§ **DIRECTIONS**
Reproduce the records from the start up to and including the line with "[188,275,331,379]", requests included. Multiply every box coordinate by 0.65 and round each to a whole number, with halves rounded up.

[start MATERIAL FOR THIS EXERCISE]

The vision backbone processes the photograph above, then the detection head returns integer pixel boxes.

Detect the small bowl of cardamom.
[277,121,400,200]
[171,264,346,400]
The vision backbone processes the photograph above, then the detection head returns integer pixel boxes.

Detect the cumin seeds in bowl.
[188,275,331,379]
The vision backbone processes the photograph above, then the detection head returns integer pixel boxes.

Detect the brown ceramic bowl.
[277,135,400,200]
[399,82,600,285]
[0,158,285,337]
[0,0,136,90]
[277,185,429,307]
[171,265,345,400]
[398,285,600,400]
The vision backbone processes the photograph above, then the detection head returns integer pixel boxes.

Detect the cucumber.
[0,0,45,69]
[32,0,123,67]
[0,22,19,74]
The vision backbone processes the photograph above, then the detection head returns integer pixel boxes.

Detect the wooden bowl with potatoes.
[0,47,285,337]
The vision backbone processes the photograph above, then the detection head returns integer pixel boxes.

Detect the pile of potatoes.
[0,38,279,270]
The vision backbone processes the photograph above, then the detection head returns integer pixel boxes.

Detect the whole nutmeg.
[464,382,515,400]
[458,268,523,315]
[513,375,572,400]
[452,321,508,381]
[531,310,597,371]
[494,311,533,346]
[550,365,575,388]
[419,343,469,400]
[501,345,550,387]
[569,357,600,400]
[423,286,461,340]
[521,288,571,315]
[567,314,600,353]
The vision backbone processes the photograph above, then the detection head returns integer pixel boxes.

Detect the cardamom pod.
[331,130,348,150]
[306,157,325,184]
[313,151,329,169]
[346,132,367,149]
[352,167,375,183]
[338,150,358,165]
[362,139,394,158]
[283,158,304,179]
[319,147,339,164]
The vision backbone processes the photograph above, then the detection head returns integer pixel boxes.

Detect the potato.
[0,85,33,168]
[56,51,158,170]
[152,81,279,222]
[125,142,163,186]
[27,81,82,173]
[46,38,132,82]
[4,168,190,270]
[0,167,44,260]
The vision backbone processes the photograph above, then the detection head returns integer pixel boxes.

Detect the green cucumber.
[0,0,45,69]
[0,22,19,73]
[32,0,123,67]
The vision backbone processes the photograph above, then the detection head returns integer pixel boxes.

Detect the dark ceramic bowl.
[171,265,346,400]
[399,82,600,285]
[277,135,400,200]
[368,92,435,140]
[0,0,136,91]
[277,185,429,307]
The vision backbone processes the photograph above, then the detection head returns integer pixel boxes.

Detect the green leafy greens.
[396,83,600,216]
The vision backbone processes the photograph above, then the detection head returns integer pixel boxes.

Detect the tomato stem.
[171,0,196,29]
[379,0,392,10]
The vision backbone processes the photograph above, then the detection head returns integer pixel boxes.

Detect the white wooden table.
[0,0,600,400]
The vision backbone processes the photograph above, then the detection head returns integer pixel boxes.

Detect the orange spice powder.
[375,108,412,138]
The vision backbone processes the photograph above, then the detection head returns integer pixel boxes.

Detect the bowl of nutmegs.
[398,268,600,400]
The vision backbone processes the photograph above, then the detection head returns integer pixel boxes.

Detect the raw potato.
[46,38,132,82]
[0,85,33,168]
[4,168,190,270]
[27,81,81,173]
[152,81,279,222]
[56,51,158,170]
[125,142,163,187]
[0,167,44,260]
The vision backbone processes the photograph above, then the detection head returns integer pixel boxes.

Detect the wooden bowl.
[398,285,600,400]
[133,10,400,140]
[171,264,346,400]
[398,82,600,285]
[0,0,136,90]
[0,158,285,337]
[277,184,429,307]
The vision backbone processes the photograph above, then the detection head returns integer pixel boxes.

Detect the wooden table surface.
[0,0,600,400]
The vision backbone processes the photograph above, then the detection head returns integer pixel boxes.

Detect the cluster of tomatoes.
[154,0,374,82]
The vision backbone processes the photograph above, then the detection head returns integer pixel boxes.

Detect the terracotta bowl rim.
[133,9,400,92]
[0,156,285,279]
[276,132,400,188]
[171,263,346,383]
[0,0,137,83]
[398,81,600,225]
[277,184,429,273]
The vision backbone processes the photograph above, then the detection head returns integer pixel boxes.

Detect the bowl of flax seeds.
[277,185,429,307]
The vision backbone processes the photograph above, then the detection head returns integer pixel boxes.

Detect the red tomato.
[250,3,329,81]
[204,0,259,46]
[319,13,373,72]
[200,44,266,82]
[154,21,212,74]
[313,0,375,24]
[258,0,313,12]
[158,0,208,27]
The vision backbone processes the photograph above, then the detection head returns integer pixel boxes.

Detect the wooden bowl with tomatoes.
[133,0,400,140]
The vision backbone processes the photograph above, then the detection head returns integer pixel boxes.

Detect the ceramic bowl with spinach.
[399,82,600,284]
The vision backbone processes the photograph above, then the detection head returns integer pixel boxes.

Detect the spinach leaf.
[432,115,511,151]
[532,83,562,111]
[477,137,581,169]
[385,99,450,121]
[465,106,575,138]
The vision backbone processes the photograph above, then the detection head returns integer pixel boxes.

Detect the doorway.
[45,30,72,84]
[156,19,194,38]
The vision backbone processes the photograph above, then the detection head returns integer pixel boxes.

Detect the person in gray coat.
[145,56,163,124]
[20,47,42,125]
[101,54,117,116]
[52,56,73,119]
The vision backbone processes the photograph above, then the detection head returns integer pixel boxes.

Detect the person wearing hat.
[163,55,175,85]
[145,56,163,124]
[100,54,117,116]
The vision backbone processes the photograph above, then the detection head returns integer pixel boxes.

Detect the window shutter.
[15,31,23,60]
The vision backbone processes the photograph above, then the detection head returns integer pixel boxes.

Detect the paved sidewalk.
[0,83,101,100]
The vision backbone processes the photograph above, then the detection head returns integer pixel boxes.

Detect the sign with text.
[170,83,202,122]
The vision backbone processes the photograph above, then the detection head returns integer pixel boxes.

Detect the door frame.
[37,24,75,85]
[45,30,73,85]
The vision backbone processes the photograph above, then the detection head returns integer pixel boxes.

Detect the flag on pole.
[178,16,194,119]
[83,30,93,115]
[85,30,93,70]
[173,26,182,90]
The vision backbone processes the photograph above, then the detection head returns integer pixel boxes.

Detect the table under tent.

[end MATERIAL FOR THIS EXERCISE]

§ **TASK RESULT**
The vision backbone processes the photograph above, then the detection head returns integer pixel boxes.

Detect the small bowl of cardamom.
[180,79,260,130]
[111,172,225,260]
The vision backbone processes the photograph above, then the detection head returns integer pixel boxes.

Detect the cumin seeds in bowl.
[122,179,215,246]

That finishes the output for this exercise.